- [PROBLEM SET]:
**A)** In the article about the retailer Game, what did Massmart close across South Africa in 2020 because of the blow to revenue?
**B)** Write the next part of the article about Game's recovery, picking up after its last paragraph.

GIVEN PASSAGE: Begin

Is Game Starting to Bounce Back After a Dismal Few Years?


South African retailer, the Massmart-owned Game, says that it is starting to bounce back after a few years of slumping sales and a massive decrease in foot traffic brought about by a variety of factors, including the COVID-19 pandemic.

In 2020, Massmart reported a decrease in revenues and foot traffic brought about by the pandemic and subsequent lockdowns in South Africa. The blow to revenue was so extensive that Massmart had no choice but to close all of its DionWired outlets across the country.

Now, Game says that it is seeing an increase in sales revenues after the company invested in revamping several aspects of its stores and leaned into e-commerce.

Revamped In-Store Experiences

Game’s VP, Andrew Stein, explains that Game stores now provide improved accessibility, navigation, and visibility, which allow for a smoother shopping experience.

“We have conducted extensive market and customer research and consulted with key players across the business in reviewing our position in South Africa’s retail landscape, with the aim of attracting and retaining emerging customer segments,” he says.

“We’ve given more space to our ownership categories in-store – including “Baby”, “Wellness”, “Appliances”, and “TVs” – and changed the way we display products, to give customers a better idea of how they can fit into their lives and homes. Our customers are shopping in-store because they like to be able to see, touch and test their items. In line with this, we have introduced an interactive zone for customers to test electronics, prams, and bikes and a living room inspiration section in our newly-expanded homeware category.”

GIVEN PASSAGE: End
GIVEN MATERIAL: Begin

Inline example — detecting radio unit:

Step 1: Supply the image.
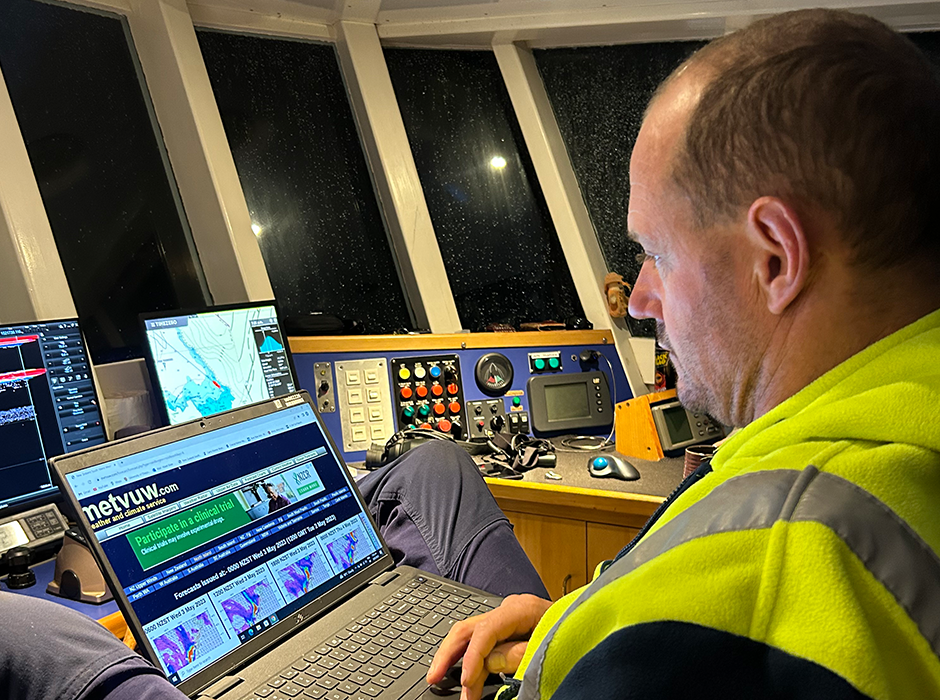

GIVEN MATERIAL: End

- [ANSWERS PROVIDED]:
**A)** All of its DionWired outlets.

**B)**
Game says its Sales are Improving

Stein notes that Game has also made improvements to its assortment. Earlier this year the retailer expanded and relaunched its homeware offering by replacing 75% of the range and introducing trendy items including wingback chairs and TV units in selected stores.

“This was a positive, strategic move for our business. Since the launch our total sales grew by 40%” says Stein.

Just two years after replacing its “Fresh and Frozen” selection of food and sundry items with basic apparel, Game reports having sold over 2.5 million items of clothing as local customers continue to seek value alternatives for essential items amidst turbulent economic times. The retailer has also worked to increase the number of South African suppliers, increasing this to 64% from 54% in 2020.

The retailer has also added over 300 new items to its baby offering this year to provide a more compelling assortment for parents.

“So far, we’ve seen positive results from this, with sales in “Baby” growing by 37% in stores where this change was made,” says Stein.

Game Leans into E-Commerce

The retailer launched a renewed website in April offering advanced sourcing logic for geo-location of products, improved search and navigation, and additional merchandise categories such as liquor – which was not available online before.

“This is an important move for Game, as our research shows that many South African consumers continue to bargain hunt and look for deals online. Our online transactions grew by 164% between April and May compared to the same period in 2021, following the launch of our improved website,” he says.

The retailer is also offering in-store pick-up for online orders, in line with customer needs and queries.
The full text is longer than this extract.